#### [WHAT IS REQUIRED]
Type out every line below exactly as it reads.

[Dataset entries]
---

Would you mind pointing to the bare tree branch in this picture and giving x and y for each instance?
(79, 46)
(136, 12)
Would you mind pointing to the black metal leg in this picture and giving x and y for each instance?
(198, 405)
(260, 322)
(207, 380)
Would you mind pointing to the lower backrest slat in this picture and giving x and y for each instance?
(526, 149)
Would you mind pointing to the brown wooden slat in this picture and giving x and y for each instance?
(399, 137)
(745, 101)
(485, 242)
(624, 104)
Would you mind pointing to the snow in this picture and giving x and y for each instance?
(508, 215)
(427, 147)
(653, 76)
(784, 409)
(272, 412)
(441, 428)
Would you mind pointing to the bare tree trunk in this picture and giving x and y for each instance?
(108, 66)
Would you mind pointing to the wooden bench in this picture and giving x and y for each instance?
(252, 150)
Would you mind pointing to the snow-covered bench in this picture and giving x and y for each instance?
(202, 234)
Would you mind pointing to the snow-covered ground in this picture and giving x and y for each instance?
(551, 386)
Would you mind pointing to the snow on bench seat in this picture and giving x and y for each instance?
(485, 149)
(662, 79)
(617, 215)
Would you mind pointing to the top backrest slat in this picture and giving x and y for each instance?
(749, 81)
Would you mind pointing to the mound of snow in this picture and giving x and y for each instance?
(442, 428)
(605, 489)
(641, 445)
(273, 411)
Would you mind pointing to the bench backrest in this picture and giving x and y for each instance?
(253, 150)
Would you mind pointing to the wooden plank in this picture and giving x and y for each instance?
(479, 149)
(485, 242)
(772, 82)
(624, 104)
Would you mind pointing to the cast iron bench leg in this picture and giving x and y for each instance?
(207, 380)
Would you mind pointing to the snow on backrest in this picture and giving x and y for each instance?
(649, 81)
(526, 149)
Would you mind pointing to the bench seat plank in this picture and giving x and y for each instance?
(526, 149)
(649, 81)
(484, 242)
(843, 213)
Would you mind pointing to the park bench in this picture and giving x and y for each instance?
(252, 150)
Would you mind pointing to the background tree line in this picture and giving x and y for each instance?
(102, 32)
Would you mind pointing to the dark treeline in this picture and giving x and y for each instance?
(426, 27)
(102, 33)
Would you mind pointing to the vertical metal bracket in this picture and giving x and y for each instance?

---

#### [EXERCISE SOLUTION]
Would you mind pointing to the bare tree branch in this picture and giving x and y for each instance?
(79, 46)
(136, 12)
Would you mind pointing to the black metal leg in this picture and giving x and y for each instance?
(198, 405)
(260, 322)
(207, 380)
Would you mind pointing to the lower backrest slat in this picture and giving x and y for each instance?
(526, 149)
Would you mind pointing to the brown wooden slat in this picture and giving x and y for each instance?
(399, 137)
(745, 101)
(485, 242)
(624, 104)
Would you mind pointing to the snow in this picture and giving x and y for each instance?
(508, 215)
(427, 147)
(653, 76)
(784, 409)
(272, 412)
(441, 428)
Would you mind pointing to the bare tree trunk in this picture and giving x and y for each instance?
(108, 66)
Would you mind pointing to the wooden bench in this picture and giving x and y for each instance?
(252, 150)
Would you mind pointing to the snow-covered bench in this picture and giving x and y for each instance?
(202, 234)
Would you mind pointing to the snow-covered ground in this picture and giving x and y for each instance?
(551, 386)
Would you mind pointing to the snow on bench seat in this picture and giving x and y for each instance?
(485, 149)
(662, 79)
(617, 215)
Would you mind pointing to the top backrest slat in this picture and giving x and y for each instance?
(749, 81)
Would you mind pointing to the mound of snow in this picture and giving x and y for each instance?
(442, 428)
(605, 489)
(641, 445)
(273, 411)
Would you mind pointing to the bench backrest in this picture and giving x and y for each instance?
(253, 150)
Would you mind pointing to the wooden plank in this picture and giving x and y for each instance?
(479, 149)
(485, 242)
(772, 82)
(624, 104)
Would you mind pointing to the cast iron bench leg in this picture and giving x and y for each instance?
(207, 380)
Would you mind pointing to the snow on backrest in this picture and giving x and y for each instance?
(649, 81)
(526, 149)
Would you mind pointing to the bench seat plank in this picture and giving x and y for each instance?
(526, 149)
(649, 81)
(484, 242)
(843, 213)
Would you mind pointing to the park bench in this picture and giving x and y for each instance?
(252, 150)
Would you mind pointing to the background tree line in this picture and giving x and y for each instance?
(102, 32)
Would you mind pointing to the dark treeline in this picture and giving x and y for each instance?
(426, 27)
(102, 33)
Would you mind pointing to the vertical metal bracket in this picture and giving x and y for each instance?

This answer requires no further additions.